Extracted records
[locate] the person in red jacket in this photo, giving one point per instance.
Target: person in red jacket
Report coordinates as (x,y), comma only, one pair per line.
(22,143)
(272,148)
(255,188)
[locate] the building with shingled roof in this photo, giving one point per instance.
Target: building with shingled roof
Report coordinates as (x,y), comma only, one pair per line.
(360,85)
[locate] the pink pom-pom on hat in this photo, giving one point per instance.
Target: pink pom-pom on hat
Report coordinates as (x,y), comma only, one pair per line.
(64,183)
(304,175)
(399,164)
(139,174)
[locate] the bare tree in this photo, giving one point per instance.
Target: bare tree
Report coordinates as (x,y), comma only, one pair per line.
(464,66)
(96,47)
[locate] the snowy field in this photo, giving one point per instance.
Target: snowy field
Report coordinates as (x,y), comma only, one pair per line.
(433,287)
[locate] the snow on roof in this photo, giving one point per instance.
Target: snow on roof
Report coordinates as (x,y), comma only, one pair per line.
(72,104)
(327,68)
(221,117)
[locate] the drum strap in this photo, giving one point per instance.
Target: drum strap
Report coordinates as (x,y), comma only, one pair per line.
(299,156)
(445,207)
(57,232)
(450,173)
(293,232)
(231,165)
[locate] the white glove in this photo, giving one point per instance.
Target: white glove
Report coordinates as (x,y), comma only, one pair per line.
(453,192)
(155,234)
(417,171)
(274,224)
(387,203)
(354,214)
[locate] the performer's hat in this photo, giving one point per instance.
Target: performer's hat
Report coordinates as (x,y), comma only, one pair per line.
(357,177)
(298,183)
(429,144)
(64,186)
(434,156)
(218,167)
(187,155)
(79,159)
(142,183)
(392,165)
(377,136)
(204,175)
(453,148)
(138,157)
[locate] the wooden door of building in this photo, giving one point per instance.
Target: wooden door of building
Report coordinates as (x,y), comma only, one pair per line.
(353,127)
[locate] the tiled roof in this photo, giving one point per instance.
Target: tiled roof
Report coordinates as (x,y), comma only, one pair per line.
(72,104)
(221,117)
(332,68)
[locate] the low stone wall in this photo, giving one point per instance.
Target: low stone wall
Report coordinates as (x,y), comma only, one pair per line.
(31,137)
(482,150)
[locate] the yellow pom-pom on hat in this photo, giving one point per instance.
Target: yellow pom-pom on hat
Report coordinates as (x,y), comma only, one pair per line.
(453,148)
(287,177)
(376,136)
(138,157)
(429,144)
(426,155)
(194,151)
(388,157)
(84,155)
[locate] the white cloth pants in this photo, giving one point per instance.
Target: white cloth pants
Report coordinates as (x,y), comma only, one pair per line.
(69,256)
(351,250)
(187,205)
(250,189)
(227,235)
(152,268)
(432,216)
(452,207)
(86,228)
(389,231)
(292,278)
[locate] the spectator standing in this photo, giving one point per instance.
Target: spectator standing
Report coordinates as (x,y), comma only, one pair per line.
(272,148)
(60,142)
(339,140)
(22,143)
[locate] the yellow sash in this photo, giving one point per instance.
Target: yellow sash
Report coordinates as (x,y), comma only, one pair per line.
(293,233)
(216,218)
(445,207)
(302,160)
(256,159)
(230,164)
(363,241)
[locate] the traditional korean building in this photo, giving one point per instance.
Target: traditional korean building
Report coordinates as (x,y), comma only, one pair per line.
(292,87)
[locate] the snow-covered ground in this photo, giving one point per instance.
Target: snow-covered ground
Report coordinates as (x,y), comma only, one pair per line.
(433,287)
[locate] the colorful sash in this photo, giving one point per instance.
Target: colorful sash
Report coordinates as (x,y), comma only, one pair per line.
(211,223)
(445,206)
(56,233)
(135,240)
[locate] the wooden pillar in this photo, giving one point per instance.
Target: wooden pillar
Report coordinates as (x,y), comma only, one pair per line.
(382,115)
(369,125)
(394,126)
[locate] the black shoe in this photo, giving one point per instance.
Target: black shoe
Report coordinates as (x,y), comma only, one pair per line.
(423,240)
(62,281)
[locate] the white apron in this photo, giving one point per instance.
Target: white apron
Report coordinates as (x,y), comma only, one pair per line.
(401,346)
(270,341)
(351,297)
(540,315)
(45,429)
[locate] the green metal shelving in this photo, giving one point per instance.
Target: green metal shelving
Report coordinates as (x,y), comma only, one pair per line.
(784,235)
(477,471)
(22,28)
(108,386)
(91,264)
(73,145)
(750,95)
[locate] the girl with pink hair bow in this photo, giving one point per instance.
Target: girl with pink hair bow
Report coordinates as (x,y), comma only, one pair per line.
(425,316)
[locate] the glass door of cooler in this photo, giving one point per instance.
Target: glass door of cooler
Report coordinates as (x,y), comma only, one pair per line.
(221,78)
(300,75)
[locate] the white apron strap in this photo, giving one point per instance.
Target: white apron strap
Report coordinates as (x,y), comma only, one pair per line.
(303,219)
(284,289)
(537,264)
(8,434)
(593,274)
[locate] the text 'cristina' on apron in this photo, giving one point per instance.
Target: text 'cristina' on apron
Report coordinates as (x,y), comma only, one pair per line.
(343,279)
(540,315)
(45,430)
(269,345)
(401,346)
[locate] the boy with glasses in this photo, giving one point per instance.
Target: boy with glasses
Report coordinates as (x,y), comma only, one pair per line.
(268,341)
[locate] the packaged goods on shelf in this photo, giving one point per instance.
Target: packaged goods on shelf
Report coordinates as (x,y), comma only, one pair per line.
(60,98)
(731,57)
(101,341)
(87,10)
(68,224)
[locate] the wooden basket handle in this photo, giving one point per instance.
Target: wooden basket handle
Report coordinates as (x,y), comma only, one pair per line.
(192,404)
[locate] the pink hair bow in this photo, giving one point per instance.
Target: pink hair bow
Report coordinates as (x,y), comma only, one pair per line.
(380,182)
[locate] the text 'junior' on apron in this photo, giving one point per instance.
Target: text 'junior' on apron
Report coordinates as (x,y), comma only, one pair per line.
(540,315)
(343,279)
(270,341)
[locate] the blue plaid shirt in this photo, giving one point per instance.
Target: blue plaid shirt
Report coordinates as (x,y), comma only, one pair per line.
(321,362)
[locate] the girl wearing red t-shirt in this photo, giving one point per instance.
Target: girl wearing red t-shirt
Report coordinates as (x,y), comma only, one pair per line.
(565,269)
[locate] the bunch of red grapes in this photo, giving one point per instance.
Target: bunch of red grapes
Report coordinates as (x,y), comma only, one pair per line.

Short problem: Exactly reproduce all of the entries above.

The completed task:
[locate] the person in red jacket in this photo, giving one point per instance.
Target: person in red jacket
Report coordinates as (x,y), comma only, one pair per line.
(22,143)
(272,148)
(255,188)
[locate] the building with shingled roof in this photo, giving one point per instance.
Target: building with shingled roof
Report coordinates as (x,y), comma only, one pair per line.
(360,85)
[locate] the pink pom-pom on hat in this photo, giving one point per instance.
Target: pink pom-pom on hat
Report coordinates as (x,y), comma only, one pair per line.
(64,183)
(304,175)
(399,164)
(139,174)
[locate] the bare tree in this photo, giving one point per instance.
Target: bare tree
Report coordinates as (x,y), comma only, one pair per line.
(464,66)
(96,47)
[locate] the snowy field in this photo, giving one point per instance.
Target: snowy field
Report coordinates as (x,y), comma only, one pair per line.
(433,287)
[locate] the snow on roof in this photo, giving one point per instance.
Target: snow on roof
Report coordinates as (x,y), comma only, one pair per line.
(72,104)
(327,68)
(221,117)
[locate] the drum strap in this photo, giving one point per instance.
Target: drum strap
Report coordinates as (x,y), comma only, one pair per line.
(299,156)
(445,207)
(57,232)
(450,173)
(293,232)
(231,165)
[locate] the white glove in this photo, giving one point per instance.
Target: white glove
Report coordinates as (x,y), comma only, one pair per line.
(453,192)
(155,234)
(417,171)
(274,224)
(387,203)
(354,214)
[locate] the performer's hat in this photo, giving one point per instance.
Target: performer's hat
Report coordinates as (x,y), comma only, one pair per line.
(357,177)
(298,183)
(429,144)
(64,186)
(434,156)
(218,167)
(187,155)
(79,159)
(142,183)
(392,165)
(377,136)
(204,175)
(453,148)
(138,157)
[locate] the wooden door of building in this photo, giving one point per instance.
Target: wooden door of building
Report coordinates as (x,y), comma only, one pair per line.
(353,127)
[locate] the tiled roof in this photo, giving one point per instance.
Target: tiled roof
Report coordinates as (x,y), comma only, one pair per line.
(72,104)
(221,117)
(332,68)
[locate] the low stone wall in this photo, giving one point per instance.
Target: low stone wall
Report coordinates as (x,y), comma only, one pair per line.
(31,137)
(482,150)
[locate] the yellow pom-pom on hat in this photo, giving one point per instance.
Target: yellow pom-pom on hat
Report coordinates as (x,y), comma only, one pair per line.
(453,148)
(287,177)
(376,136)
(138,157)
(429,144)
(426,155)
(194,151)
(388,157)
(84,155)
[locate] the white cloth pants in this photo, giving one point per instance.
Target: white cloth pants
Report coordinates as (x,y), comma only, one pair per line.
(69,256)
(351,250)
(187,205)
(250,189)
(227,235)
(152,268)
(432,216)
(452,207)
(86,228)
(389,231)
(292,278)
[locate] the spectator standing in this photo, giving one point per instance.
Target: spectator standing
Report coordinates as (x,y), comma only, one pair per line.
(272,148)
(60,142)
(339,140)
(22,143)
[locate] the yellow sash in this photo, giving one point per instance.
Target: yellow sash
Report coordinates as (x,y), comma only, one pair per line.
(293,233)
(216,218)
(445,207)
(302,160)
(256,159)
(230,164)
(363,241)
[locate] the traditional korean building in this photo, giving one point per instance.
Target: traditional korean building
Report coordinates as (x,y), comma only, one pair per line.
(292,87)
[locate] the snow-covered ground in this photo, giving one point per instance.
Target: snow-covered ground
Report coordinates as (x,y), comma only, one pair per line.
(433,287)
[locate] the colorful sash in this photo, giving one point per instance.
Target: colorful sash
Report coordinates as (x,y), comma only, one pair per line.
(211,223)
(445,206)
(56,233)
(135,240)
[locate] the wooden pillar in this photo, giving one point per instance.
Target: wooden pillar
Report coordinates as (x,y), comma only, one pair per line.
(382,115)
(369,125)
(394,126)
[locate] the black shoe in this photo, giving one point per instance.
Target: black shoe
Report coordinates as (x,y), comma only, one pair per line.
(423,240)
(62,281)
[locate] the white apron in this photo, giving one point per instance.
Target: white apron
Report coordinates as (x,y), comma only, one pair per line.
(401,346)
(270,341)
(351,297)
(540,315)
(45,429)
[locate] the green metal shelving in this photo, giving one point per instance.
Target: green metal shelving
Report coordinates as (x,y), comma only, one pair per line.
(784,235)
(477,471)
(22,28)
(108,386)
(91,264)
(73,145)
(750,95)
[locate] the girl with pink hair bow in this photo, giving one point per instance.
Target: girl with pink hair bow
Report coordinates as (x,y), comma only, one pair per line.
(425,316)
[locate] the glass door of cooler in this photo, giving one point per instance.
Target: glass door of cooler
Report coordinates as (x,y), comma only, one pair per line.
(221,78)
(300,75)
[locate] the white apron strap in this photo, giving one point per instance.
Target: white apron strap
Report coordinates as (x,y), comma only, one pair per line.
(303,219)
(284,289)
(537,264)
(8,434)
(593,274)
[locate] the text 'cristina' on apron in this photo, giving one point per instance.
Target: text 'cristina' on apron
Report coordinates as (x,y), comma only, one pair per line.
(343,279)
(540,315)
(45,430)
(269,345)
(401,346)
[locate] the boy with glasses in this photo, giving one point per instance.
Target: boy with glasses
Report coordinates as (x,y), comma only, one pair per line.
(268,341)
[locate] the packaged goods on shelf in this photo, giving one point per instance.
Target: packaged goods on shelf
Report coordinates as (x,y), comma only, one pair per line.
(60,98)
(731,57)
(101,341)
(87,10)
(68,224)
[locate] the wooden basket handle in this photo, giving one point per instance.
Target: wooden basket handle
Report coordinates as (x,y), comma only, one pair per line.
(192,404)
[locate] the pink hair bow in this photo, giving one point per instance.
Target: pink hair bow
Report coordinates as (x,y), comma only, one pair per line.
(380,182)
[locate] the text 'junior' on apron in this photo, giving one point per instance.
Target: text 'junior' on apron
Report coordinates as (x,y), comma only, one pair per line.
(540,315)
(343,279)
(270,341)
[locate] the blue plaid shirt in this photo, giving one point per instance.
Target: blue plaid shirt
Report coordinates as (x,y), comma only, one pair per line.
(321,362)
[locate] the girl wearing red t-shirt in this photo, giving one point per instance.
Target: girl wearing red t-shirt
Report coordinates as (x,y), comma only, one pair per line.
(565,269)
[locate] the bunch of red grapes in this photo, giving one point per instance.
Target: bunch of red grapes
Report coordinates as (x,y), comma only, one pair per line.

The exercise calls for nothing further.